— start Record excerpts —

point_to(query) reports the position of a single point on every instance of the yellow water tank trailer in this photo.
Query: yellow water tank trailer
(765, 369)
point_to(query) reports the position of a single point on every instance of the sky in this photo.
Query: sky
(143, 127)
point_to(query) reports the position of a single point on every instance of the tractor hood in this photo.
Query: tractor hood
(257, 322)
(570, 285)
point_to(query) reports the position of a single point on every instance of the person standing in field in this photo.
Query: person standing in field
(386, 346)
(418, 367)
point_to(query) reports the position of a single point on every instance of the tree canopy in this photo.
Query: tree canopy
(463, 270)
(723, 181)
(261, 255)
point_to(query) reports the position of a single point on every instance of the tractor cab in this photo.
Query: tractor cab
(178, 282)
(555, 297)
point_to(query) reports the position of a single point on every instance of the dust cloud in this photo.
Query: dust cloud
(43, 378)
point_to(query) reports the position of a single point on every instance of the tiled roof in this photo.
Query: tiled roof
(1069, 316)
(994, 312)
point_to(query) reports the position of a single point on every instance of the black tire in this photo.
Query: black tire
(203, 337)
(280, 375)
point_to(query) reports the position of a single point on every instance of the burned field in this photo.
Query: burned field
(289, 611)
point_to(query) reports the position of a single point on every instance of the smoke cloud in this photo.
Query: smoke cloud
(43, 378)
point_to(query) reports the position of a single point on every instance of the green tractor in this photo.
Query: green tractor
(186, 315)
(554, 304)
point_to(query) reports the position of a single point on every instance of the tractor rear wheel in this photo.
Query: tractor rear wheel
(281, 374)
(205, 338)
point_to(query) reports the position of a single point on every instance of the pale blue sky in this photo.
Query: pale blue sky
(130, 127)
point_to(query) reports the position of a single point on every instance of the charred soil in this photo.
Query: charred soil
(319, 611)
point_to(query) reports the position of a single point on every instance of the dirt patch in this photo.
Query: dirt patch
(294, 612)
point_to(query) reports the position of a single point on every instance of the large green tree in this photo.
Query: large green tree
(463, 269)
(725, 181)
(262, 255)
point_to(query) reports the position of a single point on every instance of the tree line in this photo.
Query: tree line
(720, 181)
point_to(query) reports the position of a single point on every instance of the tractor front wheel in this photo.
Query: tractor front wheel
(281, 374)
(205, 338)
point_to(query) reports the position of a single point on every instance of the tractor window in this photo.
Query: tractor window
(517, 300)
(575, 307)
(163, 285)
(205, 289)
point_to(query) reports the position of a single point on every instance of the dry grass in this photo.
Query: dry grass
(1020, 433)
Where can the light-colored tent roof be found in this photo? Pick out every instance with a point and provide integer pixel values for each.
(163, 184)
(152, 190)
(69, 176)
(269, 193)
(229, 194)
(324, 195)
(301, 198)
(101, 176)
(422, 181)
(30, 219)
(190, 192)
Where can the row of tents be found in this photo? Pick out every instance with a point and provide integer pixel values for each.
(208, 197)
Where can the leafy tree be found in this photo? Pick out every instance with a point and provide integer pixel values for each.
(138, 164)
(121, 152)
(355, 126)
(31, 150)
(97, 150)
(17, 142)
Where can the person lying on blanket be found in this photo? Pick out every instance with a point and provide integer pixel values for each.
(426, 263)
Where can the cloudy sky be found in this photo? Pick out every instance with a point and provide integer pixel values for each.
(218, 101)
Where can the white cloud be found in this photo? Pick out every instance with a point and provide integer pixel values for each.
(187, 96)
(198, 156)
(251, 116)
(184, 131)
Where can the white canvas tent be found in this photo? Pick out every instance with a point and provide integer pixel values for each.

— end Record excerpts —

Task details: Take the listing above and set it down exactly.

Solved exercise:
point_to(query) reports the position of a single point on every instance of the yellow water tank trailer in this photo.
Query: yellow water tank trailer
(765, 369)
point_to(query) reports the position of a single point on every instance of the sky in this photo.
Query: sky
(143, 127)
point_to(query) reports the position of a single point on every instance of the tractor hood in this photo.
Query: tractor hood
(257, 322)
(570, 285)
point_to(query) reports the position of a single point on every instance of the person standing in field in this photo.
Query: person standing in field
(386, 346)
(418, 367)
point_to(query) reports the position of a single point on every instance of the tree canopy in this photo.
Query: tree canopy
(463, 270)
(723, 181)
(261, 255)
point_to(query) reports the position of a single point on every instance of the tractor cab in this photo.
Query: tractor cab
(178, 282)
(555, 297)
point_to(query) reports the position of a single point on every instance of the dust cloud in this photo.
Query: dust cloud
(43, 378)
point_to(query) reports the position of a single point on every instance of the tiled roof in this photo.
Query: tiled roof
(1069, 316)
(994, 312)
point_to(query) reports the position of a single point on every instance of the black tire in this photo.
Query: black tire
(203, 337)
(280, 375)
point_to(query) reports the position of a single point on every instance of the burned field in this photo.
Query: burned field
(289, 611)
point_to(query) reports the position of a single point on every instance of the smoke cloud in this photo.
Query: smoke cloud
(43, 378)
point_to(query) reports the position of a single point on every instance of the green tractor in this photo.
Query: green tractor
(186, 315)
(554, 304)
point_to(query) reports the position of a single point on every instance of the tractor rear wheel in this photo.
Query: tractor rear wheel
(281, 374)
(205, 338)
point_to(query) reports the position of a single point on every instance of the pale blue sky in this photo.
Query: pale blue sky
(130, 127)
point_to(query) reports the position of a single point on every instance of the charred soil in this photo.
Query: charred soil
(319, 611)
point_to(query) reports the position of a single point on every instance of the dirt patch in this photo.
Query: dirt patch
(294, 612)
point_to(query) reports the position of a single point on every instance of the large green tree in this photo.
Query: large green tree
(463, 269)
(725, 181)
(262, 255)
point_to(query) reports the position of a single point on every instance of the tree line in this photo.
Query: tree line
(720, 181)
point_to(query) reports the position of a single point on every instance of the tractor front wheel in this photo.
Query: tractor front wheel
(281, 374)
(205, 338)
point_to(query) reports the position of a single point on every instance of the tractor window in this photo.
Query: tractor window
(517, 300)
(575, 307)
(163, 285)
(205, 289)
point_to(query) reports the position of a single point on every instance of the dry grass in this photo.
Query: dry grass
(1020, 433)
Where can the light-colored tent roof be found in this photo? Pick out every instance with a point and provide integer pixel values for each.
(163, 184)
(152, 190)
(69, 176)
(269, 193)
(229, 194)
(324, 195)
(301, 198)
(101, 176)
(422, 181)
(30, 219)
(190, 192)
Where can the row of tents be found in this photo? Pick out every instance with a point and provide integer pixel values for each.
(208, 197)
Where can the leafy tree be found in this photo? Pick out every instance with a point and provide integer pixel values for each.
(138, 164)
(121, 152)
(355, 126)
(31, 150)
(97, 150)
(17, 142)
Where can the person lying on blanket be found in this photo? Pick out every instance with a point and provide integer pixel values for each.
(426, 263)
Where can the cloudy sky be found in this photo? Pick out every instance with a point and provide integer pixel values for each.
(218, 101)
Where can the white cloud be found in this photo? Pick out every instance with a point and provide integer pixel values for each.
(187, 96)
(198, 156)
(251, 116)
(184, 131)
Where can the white canvas tent be found in this photo? Pick out every instance with a point and provide integer pixel values for each.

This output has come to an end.